◆ Objective
Rewrite the rows below, substituting "Indicate" for every occurrence of "Show me" and leaving everything else unchanged.

START Given data

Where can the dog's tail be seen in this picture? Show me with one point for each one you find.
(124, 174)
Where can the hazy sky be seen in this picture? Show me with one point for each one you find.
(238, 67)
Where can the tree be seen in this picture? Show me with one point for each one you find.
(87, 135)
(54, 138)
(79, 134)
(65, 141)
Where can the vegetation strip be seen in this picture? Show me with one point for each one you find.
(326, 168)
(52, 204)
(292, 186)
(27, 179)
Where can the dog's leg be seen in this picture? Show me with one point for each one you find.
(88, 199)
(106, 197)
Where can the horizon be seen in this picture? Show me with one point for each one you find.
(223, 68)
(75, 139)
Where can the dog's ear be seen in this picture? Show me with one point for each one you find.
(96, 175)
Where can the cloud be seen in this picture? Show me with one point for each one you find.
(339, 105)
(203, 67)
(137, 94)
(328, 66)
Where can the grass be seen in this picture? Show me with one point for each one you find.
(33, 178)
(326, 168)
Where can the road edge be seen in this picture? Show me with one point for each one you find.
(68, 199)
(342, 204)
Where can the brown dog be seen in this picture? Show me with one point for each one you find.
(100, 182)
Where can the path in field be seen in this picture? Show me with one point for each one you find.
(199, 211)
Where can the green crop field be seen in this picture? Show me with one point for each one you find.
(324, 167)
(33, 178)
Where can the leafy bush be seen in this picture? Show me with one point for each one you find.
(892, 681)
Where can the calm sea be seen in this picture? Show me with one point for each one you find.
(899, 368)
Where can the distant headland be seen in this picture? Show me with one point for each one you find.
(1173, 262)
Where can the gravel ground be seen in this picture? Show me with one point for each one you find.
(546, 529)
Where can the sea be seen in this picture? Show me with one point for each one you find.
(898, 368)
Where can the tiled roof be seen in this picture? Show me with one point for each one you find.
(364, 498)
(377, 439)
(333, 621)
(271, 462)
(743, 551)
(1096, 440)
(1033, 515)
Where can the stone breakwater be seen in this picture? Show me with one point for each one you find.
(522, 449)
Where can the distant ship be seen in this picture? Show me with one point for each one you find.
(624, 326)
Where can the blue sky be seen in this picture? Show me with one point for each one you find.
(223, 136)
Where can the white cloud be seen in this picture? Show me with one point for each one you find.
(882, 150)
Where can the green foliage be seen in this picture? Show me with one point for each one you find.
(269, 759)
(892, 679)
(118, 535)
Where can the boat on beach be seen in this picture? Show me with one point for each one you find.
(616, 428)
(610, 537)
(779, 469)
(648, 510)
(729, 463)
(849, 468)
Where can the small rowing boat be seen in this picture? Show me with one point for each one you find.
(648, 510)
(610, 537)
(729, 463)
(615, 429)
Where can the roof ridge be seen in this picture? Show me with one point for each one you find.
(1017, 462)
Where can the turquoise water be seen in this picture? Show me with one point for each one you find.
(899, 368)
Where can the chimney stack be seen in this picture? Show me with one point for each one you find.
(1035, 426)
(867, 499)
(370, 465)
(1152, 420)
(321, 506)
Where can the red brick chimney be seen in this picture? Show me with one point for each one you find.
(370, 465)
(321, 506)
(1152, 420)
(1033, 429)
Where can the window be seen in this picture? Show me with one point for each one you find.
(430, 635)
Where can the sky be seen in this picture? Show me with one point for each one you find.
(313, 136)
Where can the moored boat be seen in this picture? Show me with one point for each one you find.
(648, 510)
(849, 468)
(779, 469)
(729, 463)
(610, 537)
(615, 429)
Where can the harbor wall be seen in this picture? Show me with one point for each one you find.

END Given data

◆ Output for this exercise
Where can the dog's tail be seen in this picture? Indicate with one point for each one you find.
(124, 174)
Where can the hazy sky be seen in this picture? Indicate with one point for each one you find.
(238, 67)
Where can the tree be seen in this picture? Indicate with one point for each one you find.
(87, 135)
(54, 138)
(79, 134)
(65, 141)
Where can the vegetation strip be seen in this picture? Indicate with one point for each one you find.
(326, 168)
(52, 204)
(292, 186)
(27, 179)
Where can the dog's leg be seen in this picture? Indicate with one point for each one you find.
(88, 199)
(106, 197)
Where can the horizon be seen in this picture? Indicate with one point for each one you find.
(223, 68)
(75, 139)
Where can the dog's ear be seen in this picture? Indicate with one point for each one you find.
(96, 175)
Where can the cloud be seen in this picture? Indicate with one point for each one you find.
(339, 105)
(203, 67)
(137, 94)
(328, 66)
Where can the grass be seen in this picture? Indicate with one point for each one you find.
(33, 178)
(326, 168)
Where can the road edge be seen in this picture? Indicate with one point for each one you find.
(68, 199)
(342, 204)
Where can the brown dog be seen in this picture? Indicate with one point for each one you find.
(100, 182)
Where can the path in field be seen in this picture? Indicate with one point for each one you find.
(199, 211)
Where can the green crop field be seen in this picture? Indicate with one point for each one you find.
(324, 167)
(33, 178)
Where can the leafy bush be seen in this picture? Indicate with one point for each one you find.
(892, 681)
Where can the calm sea be seen in this picture? Indicate with one point for each one you find.
(899, 368)
Where can the distant headland be seen in this picture? Indicate with one point for each one you find.
(1173, 262)
Where can the gravel ground be seen in this picture? Indicate with one point for each one you find.
(546, 529)
Where can the sea be seen in this picture? Indicate with one point for each one you find.
(898, 368)
Where can the tiled roof be seen in this picture? Indicate with one point for each one you find.
(364, 498)
(377, 439)
(333, 621)
(271, 462)
(743, 551)
(1096, 440)
(1033, 515)
Where can the stone breakwater be seen in this picture? Indicate with one point for each one you find.
(522, 449)
Where can the distant ship be seen in this picture? Indicate with one point for each one you find.
(624, 326)
Where can the blue sky be seen in this picture? Indicate with one point for each one you find.
(223, 136)
Where can the white cloud be seen in this picture? Indicate with one point for each one you find.
(882, 150)
Where can the green foliage be seen in this picture? Indicate with one point for each one you find.
(269, 759)
(892, 679)
(118, 535)
Where can the boat on beach be seen in this picture? Indicate with one point for each one you find.
(616, 428)
(610, 537)
(779, 469)
(648, 510)
(729, 463)
(849, 468)
Where can the small rowing boat be seen in this picture? Indicate with one point for each one you find.
(648, 510)
(610, 537)
(729, 463)
(615, 429)
Where can the roof ridge be seen in this picture? Indicate with one point for each one you find.
(1017, 462)
Where can the turquoise water be seen in this picture? Indicate with one point for each one you find.
(899, 368)
Where can the chimney stack be seen in this picture? Indicate with one point for each one you find.
(1035, 426)
(867, 499)
(370, 465)
(1152, 420)
(321, 506)
Where can the red brick chimney be seen in this picture? Indicate with one point for each one you find.
(370, 465)
(321, 506)
(1152, 420)
(1033, 429)
Where can the window be seen in this picture? Indicate with one point for each one you find.
(430, 635)
Where can the sky be seen in this picture? Indicate with one point for each one you find.
(313, 136)
Where can the moored boat be seen in this picture? Indicate with one point for each one you find.
(648, 510)
(849, 468)
(779, 469)
(729, 463)
(610, 537)
(615, 429)
Where can the harbor wall be seen in this picture? Indicate with one point for each one you find.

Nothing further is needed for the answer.